Friday, September 25th, 2009

Pascal Bensoussan of Aggregate Knowledge“Data Driven Thinking” is a new column written by members of the media community and containing fresh ideas on the digital revolution in media.

Today’s column is written by Pascal Bensoussan, VP of Products at Aggregate Knowledge, a buy-side optimization platform.

In 2006, Greg Stuart, Interactive Advertising Bureau CEO, estimated that advertisers’ waste, that is, impressions reaching the wrong audience or none at all, was $112 billion a year in America and $220 billion worldwide, or just over half of their total spending. Wanamaker was remarkably accurate.

In 2009, we have made little progress. A recent research from ComScore indicates that only a small minority of campaigns reach their intended audience with the desired frequency. Of eight U.S. brand campaigns with budgets between $400,000 and $2 million, ComScore said none reached more than 20 percent of their target with a frequency of four impressions or less. Up to 80 percent of the impressions were delivered either to the wrong segments in the U.S., or to consumers outside the U.S.

§ **Supplied information**
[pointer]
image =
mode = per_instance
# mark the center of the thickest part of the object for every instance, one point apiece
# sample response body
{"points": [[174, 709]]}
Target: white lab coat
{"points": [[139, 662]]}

§ **Work to complete**
1. In the column on advertising waste, translate this sentence into Spanish: "In 2009, we have made little progress."
2. Extend the column on advertising waste, picking up after its final sentence.

§ **Results**
1. En 2009, hemos avanzado poco.

2.
A number of factors are to blame for this situation:

1. Reaching audiences based on context is expensive and not particularly effective. Yet, media planners and media buyers are only trained to buy audiences based on the media they consume. It takes a fair amount of interpretation and mapping to turn the target audience defined in a creative brief into a robust media plan. Emerging technologies enabling multi-party cookie synching, real-time decisioning, real-time bidders, and media de-risking with new classes of publishers and ad networks, provide effective means to buy the right audiences directly instead of guessing the web properties they might visit.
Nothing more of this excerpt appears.